How a group of artists stood up to the stale sensibilities in the name of free art
When the avant- garde art group Grønningen launched an exhibition at the Art Academy’s Charlottenburg venue overlooking Nyhavn in Copenhagen in January 1933, offending the public’s sensibilities was possibly the last thing this innovative band of artists had in mind.
They hired theatrical decorator Svend Johansen (1890-1970) to design and paint the exhibition poster.
Known for his provocative sense of humour, Johansen decided to shake up both the art world and the public by choosing a highly questionable motif for his poster: a voluptuous woman with a bare behind.
While such an image may seem rather innocent to us today, the year 1933 was part of an altogether more modest era. To say the poster raised a few eyebrows would be an understatement. The public was more or less used to new and innovative movements in the sometimes confusing world of art, but this was more movement than most could bear.

RECORD LIST:
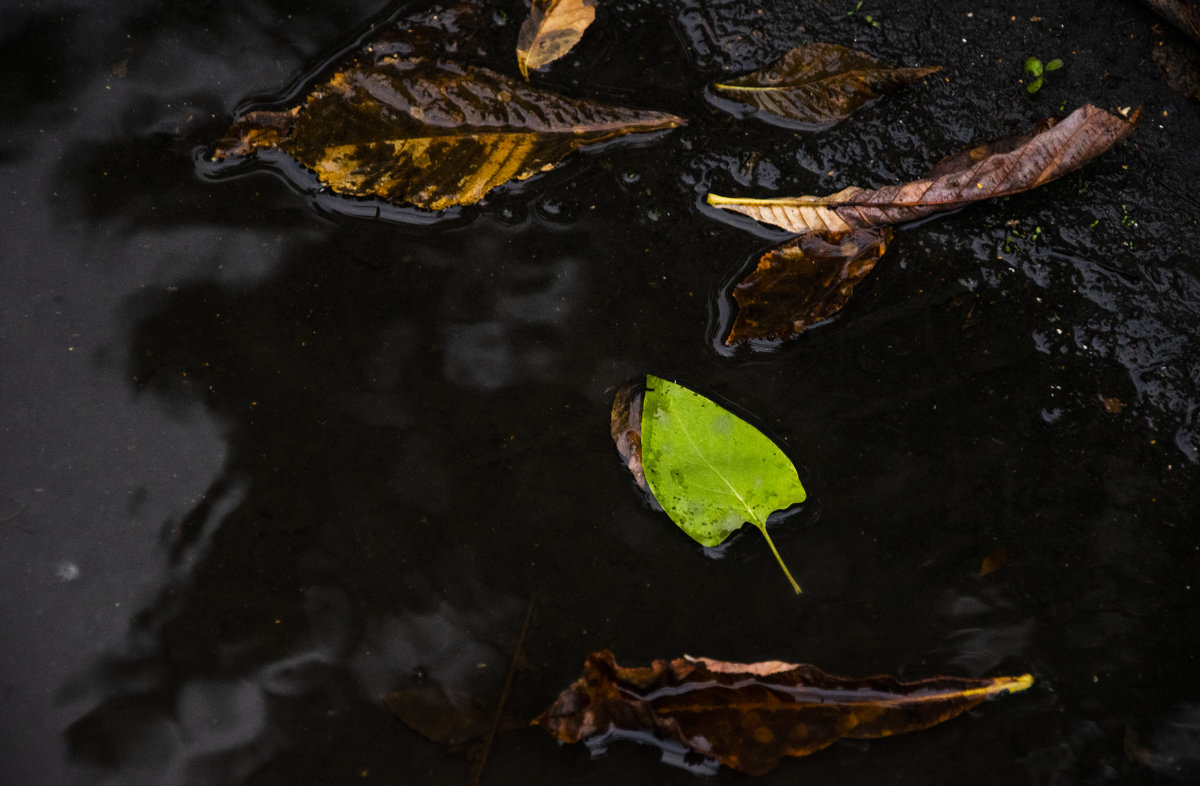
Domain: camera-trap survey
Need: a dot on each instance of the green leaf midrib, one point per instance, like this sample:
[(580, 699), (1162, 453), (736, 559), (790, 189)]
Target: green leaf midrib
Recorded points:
[(732, 491)]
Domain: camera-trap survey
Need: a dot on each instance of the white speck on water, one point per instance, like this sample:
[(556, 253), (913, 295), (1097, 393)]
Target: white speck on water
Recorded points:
[(66, 570)]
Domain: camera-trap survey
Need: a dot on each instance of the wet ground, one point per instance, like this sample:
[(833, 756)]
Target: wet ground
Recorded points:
[(267, 461)]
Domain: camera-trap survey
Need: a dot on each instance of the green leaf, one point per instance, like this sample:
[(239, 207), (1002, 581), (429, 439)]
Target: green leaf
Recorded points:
[(711, 471)]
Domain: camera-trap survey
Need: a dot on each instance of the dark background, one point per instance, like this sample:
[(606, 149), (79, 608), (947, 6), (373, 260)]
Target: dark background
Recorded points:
[(265, 461)]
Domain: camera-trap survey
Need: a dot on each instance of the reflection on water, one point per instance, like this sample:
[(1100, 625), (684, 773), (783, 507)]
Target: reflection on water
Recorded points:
[(269, 462)]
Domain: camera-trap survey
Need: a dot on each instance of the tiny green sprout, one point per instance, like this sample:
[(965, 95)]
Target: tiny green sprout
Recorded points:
[(1037, 71)]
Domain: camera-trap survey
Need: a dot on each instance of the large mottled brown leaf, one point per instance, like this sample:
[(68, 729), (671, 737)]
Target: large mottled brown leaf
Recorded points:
[(1183, 15), (431, 135), (995, 169), (802, 282), (551, 30), (816, 85), (750, 715)]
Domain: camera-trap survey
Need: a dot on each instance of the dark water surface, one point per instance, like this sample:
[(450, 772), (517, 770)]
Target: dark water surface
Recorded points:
[(264, 461)]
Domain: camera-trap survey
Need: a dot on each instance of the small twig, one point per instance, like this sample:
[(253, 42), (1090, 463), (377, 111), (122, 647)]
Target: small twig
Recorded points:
[(504, 696)]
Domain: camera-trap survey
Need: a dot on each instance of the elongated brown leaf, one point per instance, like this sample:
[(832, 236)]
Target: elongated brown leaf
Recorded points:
[(552, 29), (431, 135), (750, 715), (816, 85), (994, 169), (802, 282)]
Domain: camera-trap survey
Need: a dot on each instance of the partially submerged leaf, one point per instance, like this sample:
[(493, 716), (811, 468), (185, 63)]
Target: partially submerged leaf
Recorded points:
[(816, 85), (552, 29), (711, 471), (802, 282), (625, 426), (750, 715), (989, 171), (439, 715), (431, 135)]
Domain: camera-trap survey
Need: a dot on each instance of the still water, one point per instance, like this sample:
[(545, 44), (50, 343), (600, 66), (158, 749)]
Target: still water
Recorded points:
[(268, 457)]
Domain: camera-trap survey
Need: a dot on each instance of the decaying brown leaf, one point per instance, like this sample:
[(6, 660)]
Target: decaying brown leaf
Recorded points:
[(750, 715), (431, 135), (448, 718), (816, 85), (802, 282), (552, 29), (1183, 15), (625, 426), (994, 169)]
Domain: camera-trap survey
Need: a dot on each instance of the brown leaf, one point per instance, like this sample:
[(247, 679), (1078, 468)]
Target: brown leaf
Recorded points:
[(816, 85), (750, 715), (994, 169), (1183, 15), (431, 135), (625, 426), (995, 559), (1113, 405), (443, 717), (803, 282), (552, 29)]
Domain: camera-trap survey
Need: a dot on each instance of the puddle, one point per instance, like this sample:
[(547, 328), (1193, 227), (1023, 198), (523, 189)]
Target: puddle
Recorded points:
[(275, 455)]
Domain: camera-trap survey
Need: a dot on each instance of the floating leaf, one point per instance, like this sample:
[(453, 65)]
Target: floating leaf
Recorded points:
[(994, 561), (802, 282), (625, 426), (995, 169), (711, 471), (750, 715), (816, 85), (431, 135), (552, 29)]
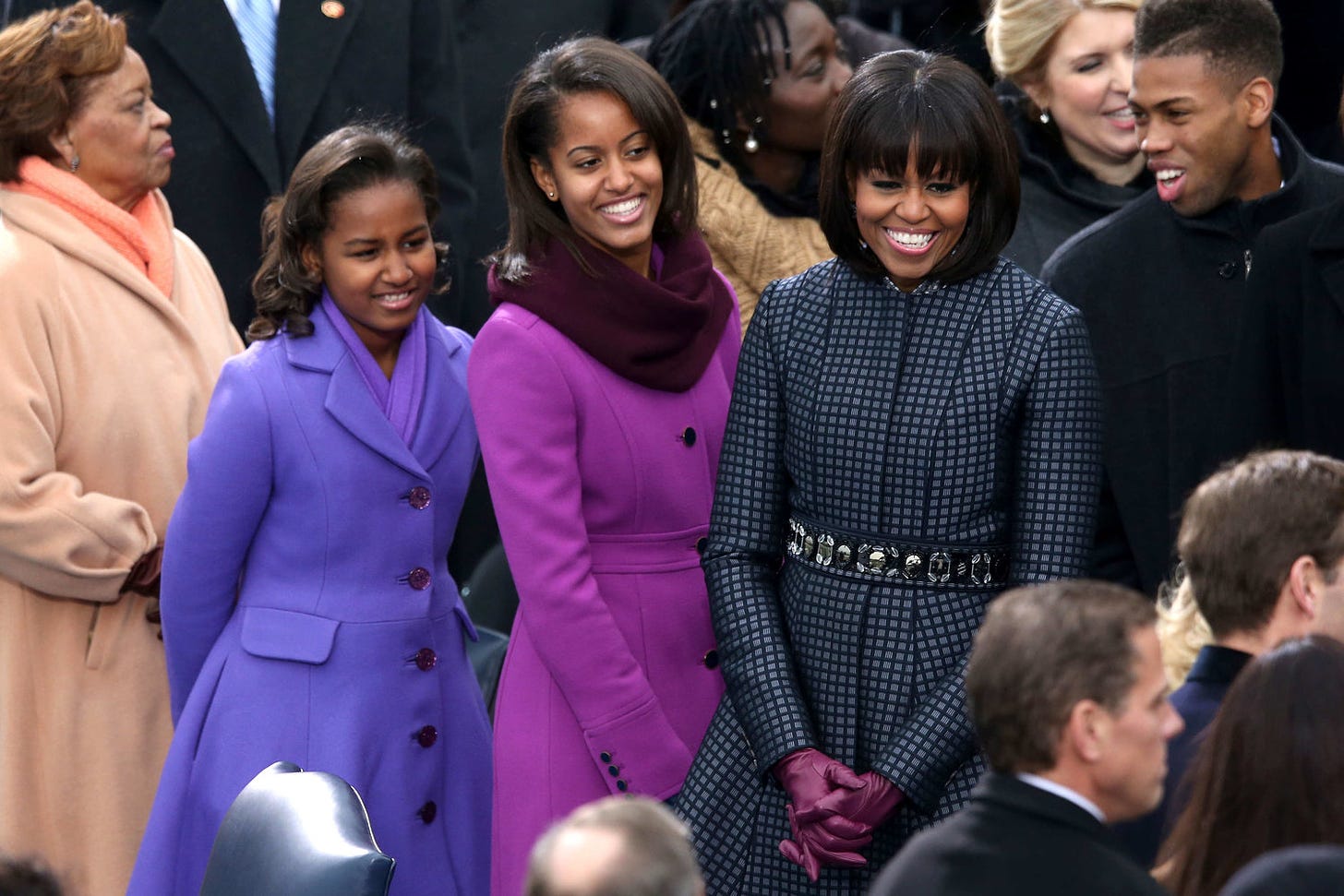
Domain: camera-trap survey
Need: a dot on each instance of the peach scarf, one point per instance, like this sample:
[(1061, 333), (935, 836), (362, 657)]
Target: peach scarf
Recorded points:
[(143, 236)]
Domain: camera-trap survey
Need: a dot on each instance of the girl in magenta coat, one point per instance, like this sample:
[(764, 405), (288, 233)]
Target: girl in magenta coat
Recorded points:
[(600, 387)]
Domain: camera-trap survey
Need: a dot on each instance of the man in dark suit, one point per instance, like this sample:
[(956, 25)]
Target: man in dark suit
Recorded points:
[(1069, 700), (333, 62), (1262, 543), (1161, 282)]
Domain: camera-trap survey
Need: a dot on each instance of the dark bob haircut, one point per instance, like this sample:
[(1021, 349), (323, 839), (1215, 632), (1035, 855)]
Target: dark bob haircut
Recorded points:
[(342, 162), (936, 109), (531, 129)]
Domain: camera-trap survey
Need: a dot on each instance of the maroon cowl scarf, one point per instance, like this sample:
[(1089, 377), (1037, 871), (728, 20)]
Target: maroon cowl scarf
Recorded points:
[(659, 332)]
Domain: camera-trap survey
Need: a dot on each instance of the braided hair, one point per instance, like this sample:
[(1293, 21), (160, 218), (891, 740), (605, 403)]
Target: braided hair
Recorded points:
[(718, 56)]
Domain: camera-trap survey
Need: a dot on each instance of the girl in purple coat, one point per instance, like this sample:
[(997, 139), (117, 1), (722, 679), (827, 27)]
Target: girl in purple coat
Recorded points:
[(601, 387), (308, 610)]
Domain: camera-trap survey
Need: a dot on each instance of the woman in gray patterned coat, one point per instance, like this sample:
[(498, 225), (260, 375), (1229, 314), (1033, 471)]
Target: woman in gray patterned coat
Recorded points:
[(914, 427)]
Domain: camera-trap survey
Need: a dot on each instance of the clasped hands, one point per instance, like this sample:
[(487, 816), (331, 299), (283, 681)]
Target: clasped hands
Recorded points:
[(832, 810)]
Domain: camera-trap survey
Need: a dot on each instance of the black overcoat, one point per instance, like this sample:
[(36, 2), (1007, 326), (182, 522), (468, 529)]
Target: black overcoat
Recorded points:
[(1164, 297), (955, 415)]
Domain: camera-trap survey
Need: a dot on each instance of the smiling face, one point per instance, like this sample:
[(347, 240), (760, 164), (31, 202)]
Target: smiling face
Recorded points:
[(1196, 132), (120, 136), (802, 94), (1085, 85), (1132, 767), (377, 259), (910, 223), (605, 173)]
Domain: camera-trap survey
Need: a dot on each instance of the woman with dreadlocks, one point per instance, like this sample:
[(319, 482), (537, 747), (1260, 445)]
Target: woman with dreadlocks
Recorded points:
[(757, 81)]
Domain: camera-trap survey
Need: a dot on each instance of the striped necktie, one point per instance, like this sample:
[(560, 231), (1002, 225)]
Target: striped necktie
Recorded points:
[(256, 20)]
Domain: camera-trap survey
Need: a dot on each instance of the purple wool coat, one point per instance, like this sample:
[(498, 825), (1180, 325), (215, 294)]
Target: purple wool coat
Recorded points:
[(344, 649), (603, 489)]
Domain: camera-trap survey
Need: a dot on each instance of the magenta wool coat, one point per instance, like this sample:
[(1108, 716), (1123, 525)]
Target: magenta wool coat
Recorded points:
[(603, 489), (344, 648)]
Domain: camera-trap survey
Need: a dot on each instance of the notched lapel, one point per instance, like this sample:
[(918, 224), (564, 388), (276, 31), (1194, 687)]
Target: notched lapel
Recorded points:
[(200, 38), (350, 402), (308, 46), (445, 388)]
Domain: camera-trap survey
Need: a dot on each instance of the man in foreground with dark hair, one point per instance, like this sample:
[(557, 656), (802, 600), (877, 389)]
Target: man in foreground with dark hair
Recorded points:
[(1161, 282), (615, 846), (1069, 700)]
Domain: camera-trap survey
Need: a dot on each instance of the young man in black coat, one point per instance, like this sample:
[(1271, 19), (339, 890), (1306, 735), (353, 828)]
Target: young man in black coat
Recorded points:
[(1163, 281), (1069, 700)]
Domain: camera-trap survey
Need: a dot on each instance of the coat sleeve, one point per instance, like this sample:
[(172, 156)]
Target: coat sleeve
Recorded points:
[(55, 535), (750, 245), (527, 421), (229, 483), (1057, 474), (742, 557)]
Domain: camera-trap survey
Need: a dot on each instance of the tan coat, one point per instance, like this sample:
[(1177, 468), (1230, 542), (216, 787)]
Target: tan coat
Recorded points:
[(102, 383), (749, 245)]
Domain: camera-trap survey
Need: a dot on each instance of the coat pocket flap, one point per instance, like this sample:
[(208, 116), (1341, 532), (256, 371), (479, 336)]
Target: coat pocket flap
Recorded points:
[(283, 634)]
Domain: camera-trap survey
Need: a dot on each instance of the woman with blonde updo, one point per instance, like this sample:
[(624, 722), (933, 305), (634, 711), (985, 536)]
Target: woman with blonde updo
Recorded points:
[(1066, 67)]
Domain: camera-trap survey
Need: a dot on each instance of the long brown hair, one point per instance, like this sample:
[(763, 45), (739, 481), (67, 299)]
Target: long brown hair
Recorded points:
[(1269, 772)]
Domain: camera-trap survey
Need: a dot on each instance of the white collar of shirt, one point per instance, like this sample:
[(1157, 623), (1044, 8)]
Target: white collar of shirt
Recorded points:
[(1060, 790), (233, 7)]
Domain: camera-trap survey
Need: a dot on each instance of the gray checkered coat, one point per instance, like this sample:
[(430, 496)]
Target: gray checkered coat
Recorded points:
[(963, 414)]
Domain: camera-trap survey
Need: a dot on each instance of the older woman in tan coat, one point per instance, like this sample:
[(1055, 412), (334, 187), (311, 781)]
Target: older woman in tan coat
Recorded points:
[(114, 333)]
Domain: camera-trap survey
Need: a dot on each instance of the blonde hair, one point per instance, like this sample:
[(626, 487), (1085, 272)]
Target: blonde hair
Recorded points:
[(1182, 629), (1020, 34)]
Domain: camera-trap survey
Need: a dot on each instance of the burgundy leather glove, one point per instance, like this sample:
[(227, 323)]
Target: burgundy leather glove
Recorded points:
[(144, 575), (866, 806), (810, 777)]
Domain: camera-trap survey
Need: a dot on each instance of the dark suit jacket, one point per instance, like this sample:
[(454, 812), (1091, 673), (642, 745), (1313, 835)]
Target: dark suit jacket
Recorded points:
[(1015, 840), (1287, 372), (1196, 701), (380, 58)]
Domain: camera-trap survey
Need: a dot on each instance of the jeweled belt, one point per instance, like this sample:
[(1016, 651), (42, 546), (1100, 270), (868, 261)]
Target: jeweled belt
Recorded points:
[(889, 562)]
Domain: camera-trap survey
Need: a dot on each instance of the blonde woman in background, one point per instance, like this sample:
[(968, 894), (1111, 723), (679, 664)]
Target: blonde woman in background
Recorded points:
[(1066, 67)]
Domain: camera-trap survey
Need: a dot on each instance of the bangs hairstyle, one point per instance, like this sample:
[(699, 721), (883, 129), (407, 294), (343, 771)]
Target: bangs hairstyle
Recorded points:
[(937, 109), (342, 162), (533, 129), (47, 65)]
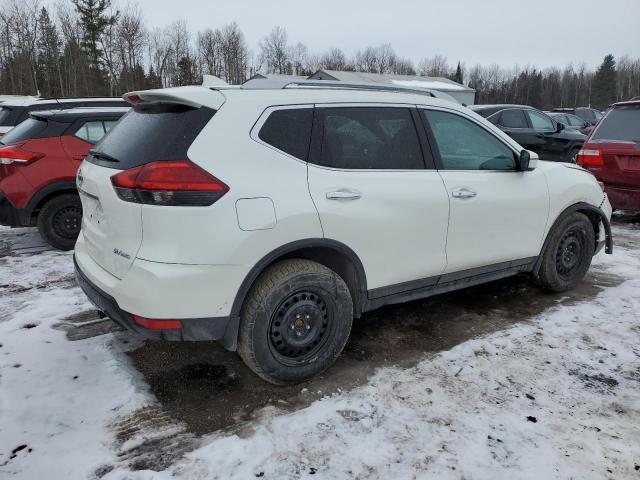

INSTRUCTIONS:
1 > Quote the passage about the Grønningen poster in full, word for word.
2 > Print the stretch of the entries from their start through the line containing "[(732, 491)]", both ends included and copied verbatim, leaving the pictures out.
The passage and the entries were drawn from separate, unrelated sources.

SOLUTIONS TO THE TASKS:
1 >
How a group of artists stood up to the stale sensibilities in the name of free art
When the avant- garde art group Grønningen launched an exhibition at the Art Academy’s Charlottenburg venue overlooking Nyhavn in Copenhagen in January 1933, offending the public’s sensibilities was possibly the last thing this innovative band of artists had in mind.
They hired theatrical decorator Svend Johansen (1890-1970) to design and paint the exhibition poster.
Known for his provocative sense of humour, Johansen decided to shake up both the art world and the public by choosing a highly questionable motif for his poster: a voluptuous woman with a bare behind.
While such an image may seem rather innocent to us today, the year 1933 was part of an altogether more modest era. To say the poster raised a few eyebrows would be an understatement. The public was more or less used to new and innovative movements in the sometimes confusing world of art, but this was more movement than most could bear.

2 >
Domain: camera-trap survey
Need: a dot on each instance of the green leaf midrib, one point per instance, like this sample:
[(580, 699), (1162, 453), (736, 559), (790, 189)]
Target: green leaf midrib
Recorded points:
[(732, 491)]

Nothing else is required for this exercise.